Could you retype, exactly and with no pictures, only the lines from the first line of the records below through the line that contains "Q: In the image above, where is the small"?

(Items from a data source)

——

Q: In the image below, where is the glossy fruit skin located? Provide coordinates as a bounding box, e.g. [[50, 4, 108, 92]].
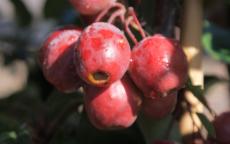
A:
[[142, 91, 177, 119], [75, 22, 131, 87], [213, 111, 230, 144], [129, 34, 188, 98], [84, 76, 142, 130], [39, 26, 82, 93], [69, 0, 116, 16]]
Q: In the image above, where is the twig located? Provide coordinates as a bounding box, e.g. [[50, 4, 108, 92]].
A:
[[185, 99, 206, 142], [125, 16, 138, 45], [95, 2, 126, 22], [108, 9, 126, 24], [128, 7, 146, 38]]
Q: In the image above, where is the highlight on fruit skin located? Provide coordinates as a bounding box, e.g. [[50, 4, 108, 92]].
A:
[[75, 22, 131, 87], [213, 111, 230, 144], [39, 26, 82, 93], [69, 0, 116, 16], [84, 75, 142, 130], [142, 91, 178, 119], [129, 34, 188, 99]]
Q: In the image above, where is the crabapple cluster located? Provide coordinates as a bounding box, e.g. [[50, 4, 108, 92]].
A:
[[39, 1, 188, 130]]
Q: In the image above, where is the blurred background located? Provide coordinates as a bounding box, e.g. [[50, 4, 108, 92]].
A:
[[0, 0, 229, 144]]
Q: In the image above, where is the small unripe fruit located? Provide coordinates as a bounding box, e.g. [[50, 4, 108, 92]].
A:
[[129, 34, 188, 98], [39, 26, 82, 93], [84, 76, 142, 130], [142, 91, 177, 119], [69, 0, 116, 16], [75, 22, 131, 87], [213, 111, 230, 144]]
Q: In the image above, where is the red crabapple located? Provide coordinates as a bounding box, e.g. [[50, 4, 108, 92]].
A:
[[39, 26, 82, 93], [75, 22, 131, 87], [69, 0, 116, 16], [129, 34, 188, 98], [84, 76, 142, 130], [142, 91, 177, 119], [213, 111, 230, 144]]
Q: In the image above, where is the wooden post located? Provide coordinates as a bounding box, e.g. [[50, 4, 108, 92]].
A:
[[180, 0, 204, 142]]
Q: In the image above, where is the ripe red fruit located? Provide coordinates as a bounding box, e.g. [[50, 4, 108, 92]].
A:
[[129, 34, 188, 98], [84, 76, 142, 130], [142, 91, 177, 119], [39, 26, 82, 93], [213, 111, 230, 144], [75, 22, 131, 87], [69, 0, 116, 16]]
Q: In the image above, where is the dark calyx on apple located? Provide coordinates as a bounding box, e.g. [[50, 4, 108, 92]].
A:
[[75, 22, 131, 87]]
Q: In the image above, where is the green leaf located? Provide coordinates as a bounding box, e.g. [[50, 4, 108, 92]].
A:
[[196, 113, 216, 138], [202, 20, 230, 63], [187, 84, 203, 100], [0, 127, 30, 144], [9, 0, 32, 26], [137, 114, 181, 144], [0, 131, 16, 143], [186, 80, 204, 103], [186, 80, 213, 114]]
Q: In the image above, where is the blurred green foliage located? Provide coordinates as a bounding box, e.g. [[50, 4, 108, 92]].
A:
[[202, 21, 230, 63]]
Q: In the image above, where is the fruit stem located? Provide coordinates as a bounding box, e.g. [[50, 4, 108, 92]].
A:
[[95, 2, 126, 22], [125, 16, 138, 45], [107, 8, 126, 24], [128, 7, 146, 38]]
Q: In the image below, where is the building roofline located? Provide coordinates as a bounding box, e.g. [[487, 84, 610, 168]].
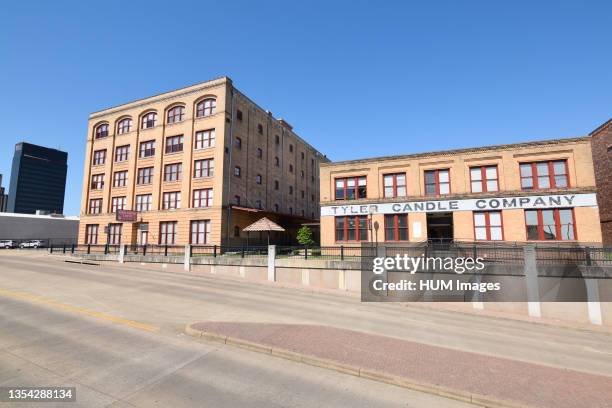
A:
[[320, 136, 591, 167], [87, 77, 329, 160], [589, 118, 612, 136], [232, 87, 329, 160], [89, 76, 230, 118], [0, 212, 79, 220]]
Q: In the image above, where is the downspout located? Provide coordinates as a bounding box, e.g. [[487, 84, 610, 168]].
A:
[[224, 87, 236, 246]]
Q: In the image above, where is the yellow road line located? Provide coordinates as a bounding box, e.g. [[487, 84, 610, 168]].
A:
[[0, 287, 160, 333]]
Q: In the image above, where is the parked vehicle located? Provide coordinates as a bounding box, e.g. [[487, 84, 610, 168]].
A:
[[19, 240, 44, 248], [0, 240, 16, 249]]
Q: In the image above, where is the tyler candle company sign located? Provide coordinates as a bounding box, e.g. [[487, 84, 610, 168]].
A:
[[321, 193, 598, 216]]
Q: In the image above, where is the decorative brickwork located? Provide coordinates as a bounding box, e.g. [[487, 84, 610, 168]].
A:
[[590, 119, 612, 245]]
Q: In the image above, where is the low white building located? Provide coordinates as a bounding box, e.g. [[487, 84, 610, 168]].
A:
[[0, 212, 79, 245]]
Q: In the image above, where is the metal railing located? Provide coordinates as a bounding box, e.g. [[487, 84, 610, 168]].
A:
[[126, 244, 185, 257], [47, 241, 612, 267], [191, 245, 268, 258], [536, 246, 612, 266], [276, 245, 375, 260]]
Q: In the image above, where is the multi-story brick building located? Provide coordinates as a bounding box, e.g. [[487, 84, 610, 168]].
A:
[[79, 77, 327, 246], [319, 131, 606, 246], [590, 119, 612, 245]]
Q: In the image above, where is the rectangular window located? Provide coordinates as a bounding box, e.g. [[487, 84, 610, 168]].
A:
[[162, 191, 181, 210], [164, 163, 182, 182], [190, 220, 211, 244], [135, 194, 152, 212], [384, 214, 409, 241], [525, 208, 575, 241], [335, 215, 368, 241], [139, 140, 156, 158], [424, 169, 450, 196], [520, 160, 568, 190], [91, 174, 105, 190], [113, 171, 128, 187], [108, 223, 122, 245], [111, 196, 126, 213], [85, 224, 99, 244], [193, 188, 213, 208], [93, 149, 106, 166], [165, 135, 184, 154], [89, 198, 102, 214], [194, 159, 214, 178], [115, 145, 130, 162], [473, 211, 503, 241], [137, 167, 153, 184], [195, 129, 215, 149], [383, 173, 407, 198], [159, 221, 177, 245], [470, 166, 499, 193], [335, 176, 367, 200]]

——

SOLUTION TO THIS PROBLEM:
Q: In the image below, where is the glossy fruit skin located? Provide coordinates as a bounding box, e.g. [[50, 4, 108, 92]].
A:
[[142, 91, 177, 119], [75, 22, 131, 87], [213, 111, 230, 144], [129, 34, 188, 98], [84, 76, 142, 130], [39, 26, 82, 93], [69, 0, 116, 16]]
Q: In the image above, where is the twig located? Provide coordinates as a bounding box, e.g. [[50, 4, 108, 92]].
A:
[[185, 99, 206, 142], [125, 16, 138, 45], [95, 2, 126, 22], [108, 9, 126, 24], [128, 7, 146, 38]]
Q: In the image above, where is the highlight on fruit skin located? Provide coordinates as a bounding box, e.g. [[50, 4, 108, 92]].
A:
[[75, 22, 131, 87], [213, 111, 230, 144], [39, 26, 82, 93], [69, 0, 116, 16], [84, 75, 142, 130], [142, 91, 178, 119], [129, 34, 188, 99]]
Q: In the image above, where is the crabapple cluster located? Provide coordinates as a bounding box, e.g. [[50, 4, 108, 92]].
A:
[[39, 1, 188, 130]]
Q: In the image above, where is the blurred background located? Provide coordinates as a bounding box, e.g. [[50, 4, 108, 92]].
A:
[[0, 0, 229, 144]]
Q: In the image above, where is the small unripe fruit located? Provide coordinates as a bounding box, e.g. [[50, 4, 108, 92]].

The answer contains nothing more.